(Coordinate labeling data)
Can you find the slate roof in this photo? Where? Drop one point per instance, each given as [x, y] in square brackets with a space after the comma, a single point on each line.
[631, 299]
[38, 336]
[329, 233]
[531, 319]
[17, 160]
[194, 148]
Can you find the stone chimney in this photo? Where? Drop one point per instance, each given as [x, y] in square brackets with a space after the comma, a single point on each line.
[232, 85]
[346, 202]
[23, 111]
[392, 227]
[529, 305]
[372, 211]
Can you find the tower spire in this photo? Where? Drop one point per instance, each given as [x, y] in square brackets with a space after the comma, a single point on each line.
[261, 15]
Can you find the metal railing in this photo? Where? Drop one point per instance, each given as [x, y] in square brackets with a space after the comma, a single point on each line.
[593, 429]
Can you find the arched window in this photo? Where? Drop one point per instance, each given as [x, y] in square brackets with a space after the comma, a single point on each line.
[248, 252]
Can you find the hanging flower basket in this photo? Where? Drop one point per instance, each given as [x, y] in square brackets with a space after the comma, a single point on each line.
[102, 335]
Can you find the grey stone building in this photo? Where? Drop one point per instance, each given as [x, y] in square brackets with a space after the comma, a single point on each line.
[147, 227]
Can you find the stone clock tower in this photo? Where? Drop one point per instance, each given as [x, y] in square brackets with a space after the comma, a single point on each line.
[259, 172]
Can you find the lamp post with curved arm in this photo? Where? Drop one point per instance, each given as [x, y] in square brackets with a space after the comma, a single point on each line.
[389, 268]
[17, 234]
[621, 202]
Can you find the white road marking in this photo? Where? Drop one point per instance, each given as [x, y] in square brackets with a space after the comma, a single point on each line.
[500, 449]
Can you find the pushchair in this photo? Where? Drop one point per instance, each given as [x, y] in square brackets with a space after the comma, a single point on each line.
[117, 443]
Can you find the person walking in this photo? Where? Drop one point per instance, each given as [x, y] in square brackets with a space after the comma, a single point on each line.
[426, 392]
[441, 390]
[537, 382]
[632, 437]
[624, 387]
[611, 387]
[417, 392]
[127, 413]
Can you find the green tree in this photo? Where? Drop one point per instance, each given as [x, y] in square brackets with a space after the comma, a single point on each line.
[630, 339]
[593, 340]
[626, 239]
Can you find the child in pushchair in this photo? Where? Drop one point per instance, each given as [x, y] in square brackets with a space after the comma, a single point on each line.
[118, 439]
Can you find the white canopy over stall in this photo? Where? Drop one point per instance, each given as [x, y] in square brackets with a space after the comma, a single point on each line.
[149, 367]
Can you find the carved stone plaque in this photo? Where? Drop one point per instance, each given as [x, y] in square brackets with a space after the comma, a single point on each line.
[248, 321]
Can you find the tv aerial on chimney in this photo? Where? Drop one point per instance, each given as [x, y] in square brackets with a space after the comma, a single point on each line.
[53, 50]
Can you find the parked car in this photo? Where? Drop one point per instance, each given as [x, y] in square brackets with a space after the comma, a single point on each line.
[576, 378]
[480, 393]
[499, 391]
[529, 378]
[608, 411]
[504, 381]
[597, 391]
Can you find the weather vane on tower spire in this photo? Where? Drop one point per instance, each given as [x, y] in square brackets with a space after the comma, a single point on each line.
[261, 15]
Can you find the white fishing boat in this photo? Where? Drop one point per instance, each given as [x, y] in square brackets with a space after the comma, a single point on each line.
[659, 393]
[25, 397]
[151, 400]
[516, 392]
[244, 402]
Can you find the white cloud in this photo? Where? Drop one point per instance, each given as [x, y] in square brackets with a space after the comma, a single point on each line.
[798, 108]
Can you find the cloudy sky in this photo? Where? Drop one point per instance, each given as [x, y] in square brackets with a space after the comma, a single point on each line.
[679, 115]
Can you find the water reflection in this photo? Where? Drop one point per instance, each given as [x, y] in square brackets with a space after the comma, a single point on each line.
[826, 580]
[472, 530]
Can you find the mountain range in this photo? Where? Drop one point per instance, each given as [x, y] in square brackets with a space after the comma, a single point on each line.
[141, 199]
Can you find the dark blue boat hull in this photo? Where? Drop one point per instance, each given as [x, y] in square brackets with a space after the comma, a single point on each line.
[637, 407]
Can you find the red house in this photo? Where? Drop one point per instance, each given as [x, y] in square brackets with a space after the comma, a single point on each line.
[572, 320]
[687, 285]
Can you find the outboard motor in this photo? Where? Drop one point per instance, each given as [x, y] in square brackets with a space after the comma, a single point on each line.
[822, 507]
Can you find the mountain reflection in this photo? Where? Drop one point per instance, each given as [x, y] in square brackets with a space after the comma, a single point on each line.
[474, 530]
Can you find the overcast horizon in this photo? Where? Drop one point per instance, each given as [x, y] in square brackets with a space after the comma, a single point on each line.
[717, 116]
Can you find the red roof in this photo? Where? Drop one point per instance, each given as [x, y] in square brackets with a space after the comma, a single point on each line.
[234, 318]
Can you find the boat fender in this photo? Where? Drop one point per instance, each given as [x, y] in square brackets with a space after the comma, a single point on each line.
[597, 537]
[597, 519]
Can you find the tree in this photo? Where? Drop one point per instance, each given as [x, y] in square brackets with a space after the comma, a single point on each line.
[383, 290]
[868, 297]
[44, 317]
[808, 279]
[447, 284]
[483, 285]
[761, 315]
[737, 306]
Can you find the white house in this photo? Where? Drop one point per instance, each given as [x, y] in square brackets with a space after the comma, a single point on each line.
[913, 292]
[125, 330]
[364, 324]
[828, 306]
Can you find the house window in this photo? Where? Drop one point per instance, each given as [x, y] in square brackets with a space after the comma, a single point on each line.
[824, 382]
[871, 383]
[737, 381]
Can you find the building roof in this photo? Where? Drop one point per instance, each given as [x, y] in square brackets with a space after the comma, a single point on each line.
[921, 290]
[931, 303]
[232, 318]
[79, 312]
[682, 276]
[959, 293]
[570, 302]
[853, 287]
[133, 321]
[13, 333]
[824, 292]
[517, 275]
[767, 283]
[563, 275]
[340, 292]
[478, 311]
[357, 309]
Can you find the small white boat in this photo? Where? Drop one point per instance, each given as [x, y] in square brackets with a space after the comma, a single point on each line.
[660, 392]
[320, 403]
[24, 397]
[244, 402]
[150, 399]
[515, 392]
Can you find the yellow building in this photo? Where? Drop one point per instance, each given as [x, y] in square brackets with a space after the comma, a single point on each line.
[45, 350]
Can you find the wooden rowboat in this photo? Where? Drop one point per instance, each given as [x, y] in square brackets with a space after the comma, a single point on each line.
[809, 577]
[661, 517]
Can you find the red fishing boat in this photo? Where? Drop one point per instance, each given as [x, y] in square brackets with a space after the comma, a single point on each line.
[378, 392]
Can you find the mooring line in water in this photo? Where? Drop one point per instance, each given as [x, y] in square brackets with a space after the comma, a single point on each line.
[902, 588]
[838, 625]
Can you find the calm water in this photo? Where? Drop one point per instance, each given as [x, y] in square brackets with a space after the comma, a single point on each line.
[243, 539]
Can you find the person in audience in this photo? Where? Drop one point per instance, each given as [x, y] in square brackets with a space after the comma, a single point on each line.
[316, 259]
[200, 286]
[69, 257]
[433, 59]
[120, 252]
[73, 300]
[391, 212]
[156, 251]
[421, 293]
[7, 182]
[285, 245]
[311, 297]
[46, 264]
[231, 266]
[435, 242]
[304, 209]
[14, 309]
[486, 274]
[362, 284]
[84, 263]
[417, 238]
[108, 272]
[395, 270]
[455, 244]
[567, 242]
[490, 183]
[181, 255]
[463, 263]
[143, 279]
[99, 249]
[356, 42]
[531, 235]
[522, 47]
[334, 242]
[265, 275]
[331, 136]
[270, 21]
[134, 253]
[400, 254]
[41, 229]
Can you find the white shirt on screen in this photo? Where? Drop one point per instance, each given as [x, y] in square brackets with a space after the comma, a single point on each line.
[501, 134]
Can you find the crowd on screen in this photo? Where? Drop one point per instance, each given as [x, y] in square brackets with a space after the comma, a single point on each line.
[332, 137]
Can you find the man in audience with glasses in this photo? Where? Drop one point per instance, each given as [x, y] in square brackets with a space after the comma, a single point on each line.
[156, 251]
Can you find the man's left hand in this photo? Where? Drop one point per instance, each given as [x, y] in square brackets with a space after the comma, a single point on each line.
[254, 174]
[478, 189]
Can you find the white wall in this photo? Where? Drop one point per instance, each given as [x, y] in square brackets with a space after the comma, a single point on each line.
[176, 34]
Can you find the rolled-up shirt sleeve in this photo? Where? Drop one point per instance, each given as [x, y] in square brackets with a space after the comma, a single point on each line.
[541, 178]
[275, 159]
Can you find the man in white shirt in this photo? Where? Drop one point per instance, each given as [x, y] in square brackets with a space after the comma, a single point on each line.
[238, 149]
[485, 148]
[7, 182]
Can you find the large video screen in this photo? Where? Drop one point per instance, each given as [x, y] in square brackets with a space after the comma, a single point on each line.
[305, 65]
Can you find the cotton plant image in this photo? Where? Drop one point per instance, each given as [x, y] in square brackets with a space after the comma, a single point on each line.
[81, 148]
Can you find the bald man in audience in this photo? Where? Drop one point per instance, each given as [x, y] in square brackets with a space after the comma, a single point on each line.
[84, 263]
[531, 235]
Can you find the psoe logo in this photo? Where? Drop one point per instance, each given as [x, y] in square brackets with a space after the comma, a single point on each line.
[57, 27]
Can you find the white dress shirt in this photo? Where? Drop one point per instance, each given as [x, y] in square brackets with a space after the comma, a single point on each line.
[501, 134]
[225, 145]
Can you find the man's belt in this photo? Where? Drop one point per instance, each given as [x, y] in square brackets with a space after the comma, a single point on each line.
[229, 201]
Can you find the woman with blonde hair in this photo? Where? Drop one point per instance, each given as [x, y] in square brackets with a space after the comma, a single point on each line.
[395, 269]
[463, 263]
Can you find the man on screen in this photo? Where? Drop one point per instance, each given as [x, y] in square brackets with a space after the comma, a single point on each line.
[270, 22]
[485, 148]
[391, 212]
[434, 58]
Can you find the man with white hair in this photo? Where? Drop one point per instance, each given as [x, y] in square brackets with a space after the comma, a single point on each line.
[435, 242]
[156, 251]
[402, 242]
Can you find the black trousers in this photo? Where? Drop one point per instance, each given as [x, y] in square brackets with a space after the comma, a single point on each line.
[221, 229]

...

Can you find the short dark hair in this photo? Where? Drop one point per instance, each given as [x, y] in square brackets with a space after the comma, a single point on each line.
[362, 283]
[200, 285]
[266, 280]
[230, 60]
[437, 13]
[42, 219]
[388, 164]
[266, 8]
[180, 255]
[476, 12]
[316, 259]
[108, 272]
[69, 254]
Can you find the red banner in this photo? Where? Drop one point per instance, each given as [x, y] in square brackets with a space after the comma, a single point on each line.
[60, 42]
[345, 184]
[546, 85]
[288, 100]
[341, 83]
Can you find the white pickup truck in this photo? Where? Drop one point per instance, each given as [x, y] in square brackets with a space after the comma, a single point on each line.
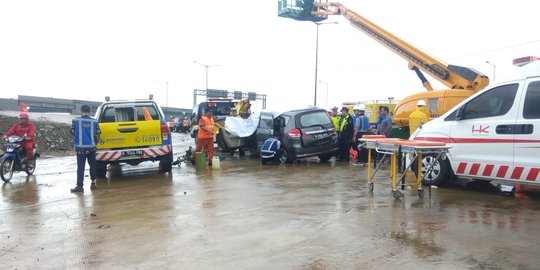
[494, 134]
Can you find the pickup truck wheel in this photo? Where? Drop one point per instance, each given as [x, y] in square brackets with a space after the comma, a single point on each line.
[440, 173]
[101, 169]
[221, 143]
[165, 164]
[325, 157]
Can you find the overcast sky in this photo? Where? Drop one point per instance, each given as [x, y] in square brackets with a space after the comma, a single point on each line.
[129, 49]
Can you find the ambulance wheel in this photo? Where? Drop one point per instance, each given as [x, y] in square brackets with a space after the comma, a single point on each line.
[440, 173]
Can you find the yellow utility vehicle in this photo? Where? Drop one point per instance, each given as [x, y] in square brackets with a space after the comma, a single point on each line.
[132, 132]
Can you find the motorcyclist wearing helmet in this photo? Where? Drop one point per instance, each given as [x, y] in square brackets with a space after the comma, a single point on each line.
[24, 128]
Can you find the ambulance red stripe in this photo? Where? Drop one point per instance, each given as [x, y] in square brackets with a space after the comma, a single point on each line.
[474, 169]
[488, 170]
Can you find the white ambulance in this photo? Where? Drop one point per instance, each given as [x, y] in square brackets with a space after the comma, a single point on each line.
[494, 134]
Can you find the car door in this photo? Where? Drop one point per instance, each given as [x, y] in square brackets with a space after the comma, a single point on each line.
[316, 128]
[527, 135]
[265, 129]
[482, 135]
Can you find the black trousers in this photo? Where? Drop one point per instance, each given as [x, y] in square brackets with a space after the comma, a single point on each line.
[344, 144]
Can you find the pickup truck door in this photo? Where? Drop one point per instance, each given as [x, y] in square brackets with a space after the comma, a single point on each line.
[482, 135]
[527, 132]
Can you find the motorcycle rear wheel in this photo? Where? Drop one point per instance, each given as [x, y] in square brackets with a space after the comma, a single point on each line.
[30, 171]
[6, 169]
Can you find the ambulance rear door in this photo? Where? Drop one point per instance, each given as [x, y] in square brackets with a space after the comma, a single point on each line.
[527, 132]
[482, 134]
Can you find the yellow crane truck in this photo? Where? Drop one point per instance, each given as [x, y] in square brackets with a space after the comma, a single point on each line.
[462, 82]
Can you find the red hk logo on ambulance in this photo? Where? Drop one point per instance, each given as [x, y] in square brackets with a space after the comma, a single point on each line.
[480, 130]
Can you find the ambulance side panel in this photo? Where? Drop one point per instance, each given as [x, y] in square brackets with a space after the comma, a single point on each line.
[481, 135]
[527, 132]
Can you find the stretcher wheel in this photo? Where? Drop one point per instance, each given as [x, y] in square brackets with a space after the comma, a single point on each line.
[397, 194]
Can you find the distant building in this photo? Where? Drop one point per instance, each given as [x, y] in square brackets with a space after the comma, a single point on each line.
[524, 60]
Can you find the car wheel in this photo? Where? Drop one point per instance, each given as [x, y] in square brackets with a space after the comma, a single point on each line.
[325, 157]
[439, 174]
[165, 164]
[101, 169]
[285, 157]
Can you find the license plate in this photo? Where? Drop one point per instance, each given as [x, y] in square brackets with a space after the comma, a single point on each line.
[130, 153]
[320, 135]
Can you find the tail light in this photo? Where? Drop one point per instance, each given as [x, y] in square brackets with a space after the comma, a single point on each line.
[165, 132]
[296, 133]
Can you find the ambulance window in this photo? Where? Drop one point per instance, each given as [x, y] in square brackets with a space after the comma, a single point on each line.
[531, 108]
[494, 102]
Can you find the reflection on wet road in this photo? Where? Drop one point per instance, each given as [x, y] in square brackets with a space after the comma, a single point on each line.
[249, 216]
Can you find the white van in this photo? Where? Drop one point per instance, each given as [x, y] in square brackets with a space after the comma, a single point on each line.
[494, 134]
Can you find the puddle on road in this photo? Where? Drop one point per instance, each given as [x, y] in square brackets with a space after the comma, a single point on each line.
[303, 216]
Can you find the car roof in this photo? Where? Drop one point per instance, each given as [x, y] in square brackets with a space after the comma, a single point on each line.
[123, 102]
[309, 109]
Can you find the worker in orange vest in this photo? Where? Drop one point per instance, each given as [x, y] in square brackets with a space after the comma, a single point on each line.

**Task goal:** List every row above that contains the word "tower", copying each such line in full.

**Response to the exercise:**
Can you find the tower spire in this photo? Where? Drop one point per instance, each given as [x, y] in square brackets with a space after the comma, a single point on each line.
Can you find the stone clock tower in this photo? Where? Drop one point per instance, each given as [x, y] in square brackets with a space after the comma, a single point on each line.
Can you find the weather vane on tower spire in this photo? Where? Drop one point per instance, each given as [x, y] in square brackets with a space after the comma, a single point on each line.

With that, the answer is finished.